PROVIDED TEXT ::
* start *

The rules are changing rapidly
these days. What it takes to become and remain a winner in the tough
New-Era of business is significantly different, and
fundamentals are continuing to change. Some
prerequisites for market leading New-Era companies will include
a capability for sustained innovation with the corequisite organization
and team skills that make it possible , rapid-deployment operational
systems, and a management system that not only asserts non-stop
control but also improves flexibility to change and improve. These
capabilities will make it very hard for rivals running traditional
operations, and rigid management hierarchies -- who will struggle
but fail to keep up, while the leaders press relentlessly for new
competitive advantages.
"Innovation at the speed of
markets" will become the watch-word, as the pace is set
by new leaders, adapting very rapidly to capture the new market
opportunities. The overarching
value of end-to-end operations and control systems,
of operations with integrated compliance, and
of collaborative-entrepreneurial leadership (rather than beaucracies)
will be manifest in more and more obvious ways.

* end *

Point placement records
* start *

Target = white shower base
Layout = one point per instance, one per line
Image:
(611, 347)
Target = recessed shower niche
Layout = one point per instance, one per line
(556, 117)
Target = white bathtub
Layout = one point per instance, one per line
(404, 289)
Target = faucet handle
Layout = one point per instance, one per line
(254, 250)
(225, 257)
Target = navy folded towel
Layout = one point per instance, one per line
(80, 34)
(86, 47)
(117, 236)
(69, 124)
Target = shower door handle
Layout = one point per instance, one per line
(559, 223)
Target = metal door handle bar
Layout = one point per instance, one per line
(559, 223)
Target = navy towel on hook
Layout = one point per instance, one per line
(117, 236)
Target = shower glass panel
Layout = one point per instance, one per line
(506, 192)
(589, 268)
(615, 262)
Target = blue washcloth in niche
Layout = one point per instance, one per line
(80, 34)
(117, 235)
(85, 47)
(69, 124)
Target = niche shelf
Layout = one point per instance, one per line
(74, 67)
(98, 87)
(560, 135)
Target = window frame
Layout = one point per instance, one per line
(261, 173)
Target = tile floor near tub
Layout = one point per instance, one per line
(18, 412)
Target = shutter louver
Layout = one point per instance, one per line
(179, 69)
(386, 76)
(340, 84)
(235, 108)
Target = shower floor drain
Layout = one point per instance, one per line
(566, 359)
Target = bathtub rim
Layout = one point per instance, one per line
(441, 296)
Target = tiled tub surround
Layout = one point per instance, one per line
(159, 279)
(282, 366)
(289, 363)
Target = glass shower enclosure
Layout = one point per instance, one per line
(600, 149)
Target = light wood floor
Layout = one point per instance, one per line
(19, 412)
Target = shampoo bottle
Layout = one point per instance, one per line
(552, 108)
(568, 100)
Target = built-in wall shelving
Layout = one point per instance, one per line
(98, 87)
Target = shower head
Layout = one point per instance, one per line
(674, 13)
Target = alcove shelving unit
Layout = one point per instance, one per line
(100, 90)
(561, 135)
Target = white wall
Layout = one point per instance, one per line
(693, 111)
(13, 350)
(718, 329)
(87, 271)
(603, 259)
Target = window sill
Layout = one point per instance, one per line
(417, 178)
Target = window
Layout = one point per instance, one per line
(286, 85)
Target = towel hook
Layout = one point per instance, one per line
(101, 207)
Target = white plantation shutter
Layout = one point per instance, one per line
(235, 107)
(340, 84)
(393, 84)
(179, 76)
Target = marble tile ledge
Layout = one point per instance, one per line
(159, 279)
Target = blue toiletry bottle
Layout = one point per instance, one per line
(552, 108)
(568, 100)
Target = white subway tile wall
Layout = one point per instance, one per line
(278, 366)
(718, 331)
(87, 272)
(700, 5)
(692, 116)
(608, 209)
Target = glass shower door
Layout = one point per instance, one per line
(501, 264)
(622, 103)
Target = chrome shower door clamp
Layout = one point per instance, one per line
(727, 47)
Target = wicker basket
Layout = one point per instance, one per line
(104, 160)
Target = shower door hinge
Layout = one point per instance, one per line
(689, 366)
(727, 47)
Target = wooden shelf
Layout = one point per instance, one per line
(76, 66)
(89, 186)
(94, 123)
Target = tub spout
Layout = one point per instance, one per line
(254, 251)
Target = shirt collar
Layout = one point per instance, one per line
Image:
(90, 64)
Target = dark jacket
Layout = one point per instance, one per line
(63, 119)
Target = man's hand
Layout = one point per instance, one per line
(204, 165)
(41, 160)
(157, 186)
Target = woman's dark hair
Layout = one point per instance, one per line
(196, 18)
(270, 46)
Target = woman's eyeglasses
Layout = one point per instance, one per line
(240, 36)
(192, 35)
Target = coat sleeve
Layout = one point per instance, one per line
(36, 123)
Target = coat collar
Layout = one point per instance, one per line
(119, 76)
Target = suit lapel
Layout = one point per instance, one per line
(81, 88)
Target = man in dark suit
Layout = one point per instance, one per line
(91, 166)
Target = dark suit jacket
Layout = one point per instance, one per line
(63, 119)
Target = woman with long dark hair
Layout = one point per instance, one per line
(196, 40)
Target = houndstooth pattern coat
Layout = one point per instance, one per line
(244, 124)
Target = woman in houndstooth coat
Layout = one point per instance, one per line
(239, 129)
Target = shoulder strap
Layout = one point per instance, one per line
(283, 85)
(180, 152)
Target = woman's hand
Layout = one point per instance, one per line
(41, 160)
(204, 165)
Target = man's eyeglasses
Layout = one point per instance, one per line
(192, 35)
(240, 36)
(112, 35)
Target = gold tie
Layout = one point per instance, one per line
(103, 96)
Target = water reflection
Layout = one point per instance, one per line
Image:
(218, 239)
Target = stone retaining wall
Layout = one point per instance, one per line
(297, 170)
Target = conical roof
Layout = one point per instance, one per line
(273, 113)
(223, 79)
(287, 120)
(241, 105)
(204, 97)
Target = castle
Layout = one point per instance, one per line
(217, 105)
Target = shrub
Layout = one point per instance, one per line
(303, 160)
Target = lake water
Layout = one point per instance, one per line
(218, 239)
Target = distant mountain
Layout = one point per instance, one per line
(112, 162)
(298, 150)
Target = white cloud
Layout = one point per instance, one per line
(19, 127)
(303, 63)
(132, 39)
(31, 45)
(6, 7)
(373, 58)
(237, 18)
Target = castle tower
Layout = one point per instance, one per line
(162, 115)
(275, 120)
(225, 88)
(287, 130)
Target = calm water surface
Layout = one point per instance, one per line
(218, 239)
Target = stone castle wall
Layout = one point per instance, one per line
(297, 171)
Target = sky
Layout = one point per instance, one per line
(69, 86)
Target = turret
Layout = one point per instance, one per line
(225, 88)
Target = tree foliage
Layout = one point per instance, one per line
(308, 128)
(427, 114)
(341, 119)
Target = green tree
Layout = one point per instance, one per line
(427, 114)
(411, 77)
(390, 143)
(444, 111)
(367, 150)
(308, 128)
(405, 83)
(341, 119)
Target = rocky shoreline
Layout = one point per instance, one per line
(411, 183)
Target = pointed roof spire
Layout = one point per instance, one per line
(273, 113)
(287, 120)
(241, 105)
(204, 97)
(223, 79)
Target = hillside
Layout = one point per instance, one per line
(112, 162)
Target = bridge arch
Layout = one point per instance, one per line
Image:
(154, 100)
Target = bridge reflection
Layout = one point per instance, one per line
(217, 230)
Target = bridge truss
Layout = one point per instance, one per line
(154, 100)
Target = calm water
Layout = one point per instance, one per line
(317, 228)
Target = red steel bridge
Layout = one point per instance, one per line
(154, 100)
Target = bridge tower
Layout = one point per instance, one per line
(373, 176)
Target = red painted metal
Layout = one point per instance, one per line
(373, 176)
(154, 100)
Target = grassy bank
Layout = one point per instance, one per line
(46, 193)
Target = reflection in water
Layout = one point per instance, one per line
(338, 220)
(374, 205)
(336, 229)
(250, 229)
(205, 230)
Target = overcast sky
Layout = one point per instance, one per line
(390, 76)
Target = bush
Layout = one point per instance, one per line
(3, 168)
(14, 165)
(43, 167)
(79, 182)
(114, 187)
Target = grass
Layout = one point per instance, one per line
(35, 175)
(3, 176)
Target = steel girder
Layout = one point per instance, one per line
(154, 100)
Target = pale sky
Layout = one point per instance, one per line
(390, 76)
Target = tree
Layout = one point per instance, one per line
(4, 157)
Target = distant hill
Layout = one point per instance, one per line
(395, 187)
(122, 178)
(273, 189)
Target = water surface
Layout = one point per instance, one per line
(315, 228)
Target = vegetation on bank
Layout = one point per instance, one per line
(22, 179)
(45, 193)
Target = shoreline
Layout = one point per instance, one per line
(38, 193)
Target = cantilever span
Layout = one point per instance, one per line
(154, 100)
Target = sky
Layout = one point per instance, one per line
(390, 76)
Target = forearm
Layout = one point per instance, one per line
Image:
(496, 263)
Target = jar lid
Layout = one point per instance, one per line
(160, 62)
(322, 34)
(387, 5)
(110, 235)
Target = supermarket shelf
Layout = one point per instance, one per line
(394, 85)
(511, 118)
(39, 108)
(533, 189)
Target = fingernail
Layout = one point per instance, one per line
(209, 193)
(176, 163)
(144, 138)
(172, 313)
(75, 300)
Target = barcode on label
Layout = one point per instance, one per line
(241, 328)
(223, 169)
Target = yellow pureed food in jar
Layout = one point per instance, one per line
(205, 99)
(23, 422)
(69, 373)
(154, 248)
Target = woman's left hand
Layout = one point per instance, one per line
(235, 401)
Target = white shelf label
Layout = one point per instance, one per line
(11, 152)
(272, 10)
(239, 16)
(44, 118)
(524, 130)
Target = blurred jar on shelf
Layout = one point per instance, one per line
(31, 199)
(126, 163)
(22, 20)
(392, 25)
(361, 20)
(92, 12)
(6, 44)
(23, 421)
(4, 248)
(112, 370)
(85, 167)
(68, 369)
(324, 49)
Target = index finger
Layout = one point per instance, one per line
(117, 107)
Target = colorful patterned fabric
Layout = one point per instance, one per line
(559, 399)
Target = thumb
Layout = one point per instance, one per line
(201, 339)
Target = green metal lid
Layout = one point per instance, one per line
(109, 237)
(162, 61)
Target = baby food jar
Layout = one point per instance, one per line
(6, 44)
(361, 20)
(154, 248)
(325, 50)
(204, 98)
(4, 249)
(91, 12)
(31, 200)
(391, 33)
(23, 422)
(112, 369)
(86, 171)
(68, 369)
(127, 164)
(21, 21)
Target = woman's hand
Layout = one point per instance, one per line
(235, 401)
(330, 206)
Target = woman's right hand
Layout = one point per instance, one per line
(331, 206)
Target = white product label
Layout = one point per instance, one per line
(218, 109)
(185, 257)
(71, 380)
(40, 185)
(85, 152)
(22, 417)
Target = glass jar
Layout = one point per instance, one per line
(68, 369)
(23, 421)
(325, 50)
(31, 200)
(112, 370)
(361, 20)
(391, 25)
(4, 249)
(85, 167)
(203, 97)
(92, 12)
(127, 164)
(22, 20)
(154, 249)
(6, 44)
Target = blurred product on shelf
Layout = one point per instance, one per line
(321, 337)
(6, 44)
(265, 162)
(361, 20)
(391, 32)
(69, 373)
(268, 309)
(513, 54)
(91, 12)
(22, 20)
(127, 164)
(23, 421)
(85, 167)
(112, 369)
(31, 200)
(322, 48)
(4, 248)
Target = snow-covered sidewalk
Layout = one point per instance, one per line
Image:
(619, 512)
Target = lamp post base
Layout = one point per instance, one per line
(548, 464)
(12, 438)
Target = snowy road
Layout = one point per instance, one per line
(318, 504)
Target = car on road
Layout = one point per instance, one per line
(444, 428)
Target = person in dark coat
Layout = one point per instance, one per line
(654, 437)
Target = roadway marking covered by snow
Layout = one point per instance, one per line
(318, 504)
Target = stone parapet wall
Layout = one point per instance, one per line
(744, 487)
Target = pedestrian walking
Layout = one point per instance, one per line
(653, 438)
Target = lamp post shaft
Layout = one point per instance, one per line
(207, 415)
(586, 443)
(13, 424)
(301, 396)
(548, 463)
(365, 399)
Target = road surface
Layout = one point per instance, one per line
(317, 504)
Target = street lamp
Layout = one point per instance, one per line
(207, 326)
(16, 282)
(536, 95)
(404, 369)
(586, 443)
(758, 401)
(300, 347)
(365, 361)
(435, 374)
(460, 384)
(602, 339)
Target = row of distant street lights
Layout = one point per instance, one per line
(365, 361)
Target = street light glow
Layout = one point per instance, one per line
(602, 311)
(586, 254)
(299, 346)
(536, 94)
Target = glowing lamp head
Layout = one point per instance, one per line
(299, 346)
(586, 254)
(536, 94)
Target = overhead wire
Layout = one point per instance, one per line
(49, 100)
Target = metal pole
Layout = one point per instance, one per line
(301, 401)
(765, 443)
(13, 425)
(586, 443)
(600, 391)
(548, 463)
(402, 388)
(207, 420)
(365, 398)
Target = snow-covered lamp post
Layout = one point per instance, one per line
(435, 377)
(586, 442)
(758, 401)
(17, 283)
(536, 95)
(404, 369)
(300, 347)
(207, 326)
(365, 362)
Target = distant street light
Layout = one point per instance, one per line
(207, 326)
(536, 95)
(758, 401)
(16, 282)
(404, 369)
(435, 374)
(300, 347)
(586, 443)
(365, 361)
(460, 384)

* end *

OBJECTIVE ::
Write out the passage from the text on New-Era business, word for word, from "The rules are" up to and including "competitive advantages.".

CORRECT OUTPUT ::
The rules are changing rapidly
these days. What it takes to become and remain a winner in the tough
New-Era of business is significantly different, and
fundamentals are continuing to change. Some
prerequisites for market leading New-Era companies will include
a capability for sustained innovation with the corequisite organization
and team skills that make it possible , rapid-deployment operational
systems, and a management system that not only asserts non-stop
control but also improves flexibility to change and improve. These
capabilities will make it very hard for rivals running traditional
operations, and rigid management hierarchies -- who will struggle
but fail to keep up, while the leaders press relentlessly for new
competitive advantages.